Each line of the data should be transcribed exactly as given.

■ **EXERCISE MATERIALS**:

-*-

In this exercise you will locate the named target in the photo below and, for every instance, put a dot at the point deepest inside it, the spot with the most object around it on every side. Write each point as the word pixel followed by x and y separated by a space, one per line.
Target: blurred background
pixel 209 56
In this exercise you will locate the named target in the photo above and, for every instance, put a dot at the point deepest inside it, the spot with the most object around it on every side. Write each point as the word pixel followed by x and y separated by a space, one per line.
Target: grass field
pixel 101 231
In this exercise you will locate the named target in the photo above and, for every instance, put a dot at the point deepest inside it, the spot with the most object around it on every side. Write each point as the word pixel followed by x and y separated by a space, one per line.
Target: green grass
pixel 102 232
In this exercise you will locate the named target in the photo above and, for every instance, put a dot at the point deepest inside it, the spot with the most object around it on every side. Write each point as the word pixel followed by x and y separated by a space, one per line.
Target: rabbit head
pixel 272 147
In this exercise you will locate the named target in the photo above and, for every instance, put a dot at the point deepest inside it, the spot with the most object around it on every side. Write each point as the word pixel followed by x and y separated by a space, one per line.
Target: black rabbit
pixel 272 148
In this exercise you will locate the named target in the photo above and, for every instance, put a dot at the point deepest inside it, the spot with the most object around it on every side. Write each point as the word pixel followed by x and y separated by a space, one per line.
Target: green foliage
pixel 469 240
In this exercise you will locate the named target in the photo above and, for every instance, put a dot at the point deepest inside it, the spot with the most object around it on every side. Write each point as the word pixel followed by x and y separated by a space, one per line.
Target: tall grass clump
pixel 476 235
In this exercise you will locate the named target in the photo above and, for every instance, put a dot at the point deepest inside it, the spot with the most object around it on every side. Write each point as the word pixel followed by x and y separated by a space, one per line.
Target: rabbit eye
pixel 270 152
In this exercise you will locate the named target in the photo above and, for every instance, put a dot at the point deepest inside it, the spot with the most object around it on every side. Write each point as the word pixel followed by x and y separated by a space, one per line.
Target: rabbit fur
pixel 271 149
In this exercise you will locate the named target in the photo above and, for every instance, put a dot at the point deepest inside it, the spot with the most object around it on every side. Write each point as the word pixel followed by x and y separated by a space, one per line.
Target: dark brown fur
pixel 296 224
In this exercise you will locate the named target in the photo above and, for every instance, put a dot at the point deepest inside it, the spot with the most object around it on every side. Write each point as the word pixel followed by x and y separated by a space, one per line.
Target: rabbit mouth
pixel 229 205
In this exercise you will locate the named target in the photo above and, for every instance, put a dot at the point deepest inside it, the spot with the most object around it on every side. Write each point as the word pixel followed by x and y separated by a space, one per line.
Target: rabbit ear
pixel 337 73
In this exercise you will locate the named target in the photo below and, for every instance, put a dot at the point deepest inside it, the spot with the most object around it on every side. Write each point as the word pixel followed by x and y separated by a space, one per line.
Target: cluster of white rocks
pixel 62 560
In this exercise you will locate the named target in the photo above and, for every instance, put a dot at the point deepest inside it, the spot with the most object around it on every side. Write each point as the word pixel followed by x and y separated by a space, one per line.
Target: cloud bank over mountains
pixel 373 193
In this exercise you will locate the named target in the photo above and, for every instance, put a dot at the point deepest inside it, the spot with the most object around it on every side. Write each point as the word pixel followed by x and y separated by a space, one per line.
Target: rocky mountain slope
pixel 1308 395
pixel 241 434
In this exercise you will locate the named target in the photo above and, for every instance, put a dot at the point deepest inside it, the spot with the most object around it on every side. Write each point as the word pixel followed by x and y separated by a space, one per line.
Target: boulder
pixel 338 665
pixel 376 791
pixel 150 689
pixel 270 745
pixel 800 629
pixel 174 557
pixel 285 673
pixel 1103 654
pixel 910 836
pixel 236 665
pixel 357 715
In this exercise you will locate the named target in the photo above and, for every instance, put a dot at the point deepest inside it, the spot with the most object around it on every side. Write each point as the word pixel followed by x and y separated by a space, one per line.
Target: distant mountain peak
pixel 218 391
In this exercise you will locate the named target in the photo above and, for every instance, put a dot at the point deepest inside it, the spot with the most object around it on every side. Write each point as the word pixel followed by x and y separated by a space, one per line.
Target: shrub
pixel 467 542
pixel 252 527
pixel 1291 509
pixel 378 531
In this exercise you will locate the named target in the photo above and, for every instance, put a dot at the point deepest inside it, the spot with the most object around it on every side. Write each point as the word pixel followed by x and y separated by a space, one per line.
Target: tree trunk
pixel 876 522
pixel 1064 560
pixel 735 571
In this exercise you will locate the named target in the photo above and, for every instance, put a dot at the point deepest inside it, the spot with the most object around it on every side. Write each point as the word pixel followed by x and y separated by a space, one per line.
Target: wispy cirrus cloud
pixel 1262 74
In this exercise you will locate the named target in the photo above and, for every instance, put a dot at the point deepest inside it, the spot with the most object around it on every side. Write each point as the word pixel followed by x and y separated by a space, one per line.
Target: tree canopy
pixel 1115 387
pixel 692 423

-*-

■ **RESPONSE BOX**:
In this exercise you will locate the named target in the photo below and, for every instance, put a dot at the point deepest inside it, the spot with the most object around it on every side. Write each point as the word pixel followed by x and y separated by a space, one per line.
Target: blurred background
pixel 209 56
In this exercise you will locate the named target in the photo above and, for every instance, put a dot at the point deepest inside it, the spot with the most object around it on every side. Write each point as the word pixel followed by x and y separated by a space, one per line.
Target: grass field
pixel 101 231
In this exercise you will locate the named target in the photo above and, for every instance, put a dot at the point deepest inside it, the spot with the most object around it on every side. Write each point as the word pixel followed by x and y separated by a space, one per line.
Target: green grass
pixel 102 232
In this exercise you will locate the named target in the photo above and, for every instance, put a dot at the point deepest inside it, the spot with the most object around it on every side. Write each point as the word pixel followed by x and y separated by a space, one per line.
Target: rabbit head
pixel 272 147
In this exercise you will locate the named target in the photo above and, for every instance, put a dot at the point deepest inside it, the spot with the most object around it on every side. Write each point as the word pixel followed by x and y separated by a space, one per line.
Target: black rabbit
pixel 272 148
In this exercise you will locate the named target in the photo above and, for every instance, put a dot at the point deepest inside it, the spot with the most object around it on every side. Write each point as the word pixel followed by x and y separated by a space, one per line.
Target: green foliage
pixel 469 240
In this exercise you will locate the named target in the photo above and, for every instance, put a dot at the point deepest inside it, the spot with the most object around it on every side. Write each point as the word pixel followed by x and y separated by a space, one per line.
Target: tall grass clump
pixel 476 235
In this exercise you will locate the named target in the photo above and, for every instance, put a dot at the point deepest inside it, the spot with the most object around it on every side. Write each point as the word pixel followed by x and y separated by a space, one per line.
Target: rabbit eye
pixel 270 152
In this exercise you will locate the named target in the photo above and, for every instance, put a dot at the point deepest inside it, the spot with the most object around it on every side. Write each point as the word pixel followed by x and y separated by a space, one per line.
Target: rabbit fur
pixel 271 149
In this exercise you will locate the named target in the photo above and, for every instance, put a dot at the point deepest inside it, the spot with the most object around it on every side. Write each point as the word pixel followed by x and y separated by a space, one per line.
Target: dark brown fur
pixel 296 224
In this exercise you will locate the named target in the photo above and, for every instance, put a dot at the point deepest inside it, the spot with the most object around it on every side. Write each point as the word pixel followed by x and y separated by a space, one per line.
Target: rabbit mouth
pixel 229 205
In this exercise you will locate the named target in the photo above and, for every instance, put a dot at the point deepest inside it, the spot with the most object around it on every side. Write each point as the word pixel followed by x and y separated by a space, one per line.
Target: rabbit ear
pixel 337 73
In this exercise you will locate the named target in the photo below and, for every instance, put a dot at the point deepest inside it, the spot with the most object around it on every side. Write each point as the word pixel followed by x and y separated by a space, one per line.
Target: cluster of white rocks
pixel 62 560
In this exercise you will locate the named target in the photo above and, for every instance, put a dot at the point deepest inside it, the spot with the most object around it on every side. Write each point as the word pixel followed by x and y separated by a space, one per line.
Target: cloud bank over mountains
pixel 373 193
In this exercise you will locate the named target in the photo above and, for every instance, put a dot at the point deepest inside it, the spot with the most object around it on every side. Write each point as the word pixel followed by x and y separated by a space, one per line.
Target: rocky mountain slope
pixel 1308 395
pixel 241 434
In this exercise you will locate the named target in the photo above and, for every instance, put a dot at the point deepest inside it, the spot with the most object around it on every side. Write each point as the word pixel followed by x and y separated by a space, one per line.
Target: boulder
pixel 338 665
pixel 376 791
pixel 150 689
pixel 270 745
pixel 800 629
pixel 174 557
pixel 285 673
pixel 1103 654
pixel 910 836
pixel 236 665
pixel 357 715
In this exercise you will locate the named target in the photo above and, for every instance, put a dot at the point deepest inside it, the spot with the most object around it on every side. Write each point as the word pixel followed by x and y separated by a space, one per line.
Target: distant mountain peak
pixel 218 391
In this exercise you will locate the named target in the photo above and, for every instance, put a dot at the point deepest inside it, the spot with the most object around it on every side. Write each point as the word pixel followed by x and y separated by a space, one per line.
Target: shrub
pixel 467 542
pixel 252 527
pixel 1291 509
pixel 378 531
In this exercise you will locate the named target in the photo above and, for every instance, put a dot at the point deepest inside it, the spot with the most object around it on every side. Write each point as the word pixel followed by x and y separated by a space, one per line.
Target: tree trunk
pixel 876 522
pixel 1064 560
pixel 735 571
In this exercise you will locate the named target in the photo above and, for every instance, put a dot at the point deepest inside it, the spot with the most object around it on every side. Write each point as the word pixel followed by x and y separated by a space, one per line.
Target: wispy cirrus cloud
pixel 1262 74
In this exercise you will locate the named target in the photo above and, for every instance, put a dot at the point deepest inside it, the spot with the most object around it on every side. Write each point as the word pixel followed by x and y separated by a space, one per line.
Target: tree canopy
pixel 1115 387
pixel 692 423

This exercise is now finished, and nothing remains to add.